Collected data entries
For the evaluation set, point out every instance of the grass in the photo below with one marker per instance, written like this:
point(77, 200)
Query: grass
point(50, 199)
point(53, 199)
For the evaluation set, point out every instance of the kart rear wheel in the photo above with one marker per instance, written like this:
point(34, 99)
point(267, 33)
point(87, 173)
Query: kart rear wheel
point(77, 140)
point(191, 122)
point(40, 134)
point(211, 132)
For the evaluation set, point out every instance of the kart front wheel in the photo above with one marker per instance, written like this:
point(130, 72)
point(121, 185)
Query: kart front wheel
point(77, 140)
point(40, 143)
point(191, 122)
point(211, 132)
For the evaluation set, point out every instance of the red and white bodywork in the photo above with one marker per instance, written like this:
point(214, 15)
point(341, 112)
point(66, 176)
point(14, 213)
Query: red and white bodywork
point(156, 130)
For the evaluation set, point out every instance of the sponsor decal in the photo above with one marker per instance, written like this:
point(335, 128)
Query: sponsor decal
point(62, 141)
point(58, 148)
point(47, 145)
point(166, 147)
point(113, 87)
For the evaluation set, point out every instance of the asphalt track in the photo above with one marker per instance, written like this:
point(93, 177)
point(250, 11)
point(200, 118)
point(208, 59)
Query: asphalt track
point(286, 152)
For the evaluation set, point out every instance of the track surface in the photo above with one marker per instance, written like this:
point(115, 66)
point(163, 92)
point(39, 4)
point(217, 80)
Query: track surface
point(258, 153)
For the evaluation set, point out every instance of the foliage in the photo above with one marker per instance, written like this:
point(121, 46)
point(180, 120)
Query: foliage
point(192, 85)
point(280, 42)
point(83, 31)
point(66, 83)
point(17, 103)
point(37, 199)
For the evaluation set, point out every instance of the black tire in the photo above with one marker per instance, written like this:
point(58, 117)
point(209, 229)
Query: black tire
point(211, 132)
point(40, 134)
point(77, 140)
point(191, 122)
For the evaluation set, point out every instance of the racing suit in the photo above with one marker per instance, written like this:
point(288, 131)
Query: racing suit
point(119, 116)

Directions for this task =>
Output the lines of the listing from the line with "the kart rear" up to and including the line with "point(156, 130)" as a JSON list of strings. Use one string per line and omit any blank lines.

Result of the task =>
[
  "For the evaluation set, point out every instance of the kart rear wheel in the photo above with one marker per instance, written like this:",
  "point(34, 99)",
  "point(267, 33)",
  "point(87, 173)",
  "Query: kart rear wheel",
  "point(77, 140)",
  "point(191, 122)",
  "point(40, 134)",
  "point(211, 132)",
  "For the evaluation set, point out every instance of the kart front wheel in the photo above with one marker per instance, written like this:",
  "point(130, 72)",
  "point(121, 185)",
  "Query: kart front wheel",
  "point(77, 140)",
  "point(40, 143)",
  "point(191, 122)",
  "point(211, 132)",
  "For the evaluation set, point out every instance of the red and white bodywork in the photo above with one marker per instance, written like this:",
  "point(214, 15)",
  "point(341, 112)",
  "point(66, 176)",
  "point(14, 213)",
  "Query: red and white bodywork",
  "point(156, 130)"
]